PROMPT: Every line that includes the word "instance" needs to be copied from the listing.

SUPPLIED MATERIAL:
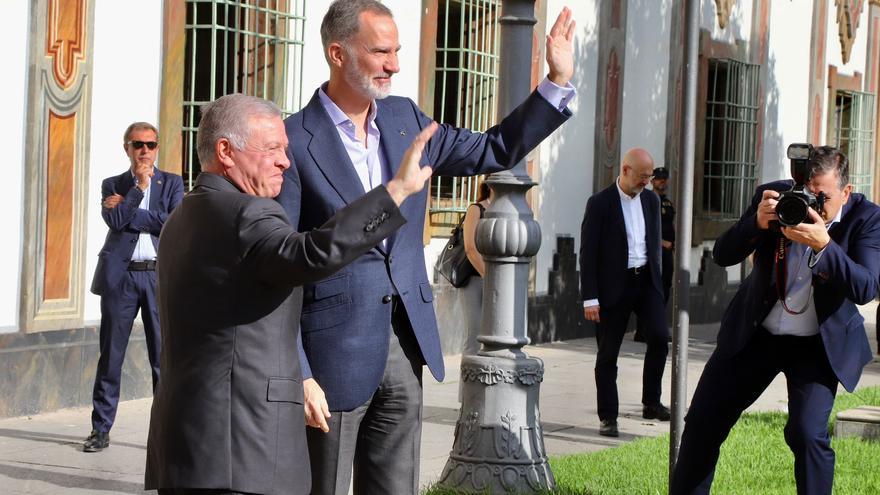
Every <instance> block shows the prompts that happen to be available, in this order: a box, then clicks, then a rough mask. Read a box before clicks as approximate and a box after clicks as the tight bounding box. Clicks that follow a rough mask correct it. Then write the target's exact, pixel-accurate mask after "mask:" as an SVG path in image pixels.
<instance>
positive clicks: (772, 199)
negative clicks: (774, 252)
mask: <svg viewBox="0 0 880 495" xmlns="http://www.w3.org/2000/svg"><path fill="white" fill-rule="evenodd" d="M778 197H779V193H778V192H776V191H773V190H770V189H767V190H766V191H764V194H763V195H762V196H761V202H760V203H758V228H760V229H761V230H767V229H769V228H770V222H771V221H774V220H779V217H778V216H776V203H778V202H779V201H778V200H777V198H778Z"/></svg>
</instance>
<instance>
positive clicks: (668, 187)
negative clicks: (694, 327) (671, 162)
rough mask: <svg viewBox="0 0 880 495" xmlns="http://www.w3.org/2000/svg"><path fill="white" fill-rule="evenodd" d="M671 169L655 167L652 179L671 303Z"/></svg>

ANSWER SECTION:
Every <instance> block shows the prompts that happen to be available, in this order: a box, then clicks, then a rough mask. Read a box before clicks as approximate and a box after clicks as the tight bounding box. Clicks that follow a rough mask correct it. Then write the target's exact, pixel-accurate mask after "mask:" as an SVG path in image pixels.
<instance>
</instance>
<instance>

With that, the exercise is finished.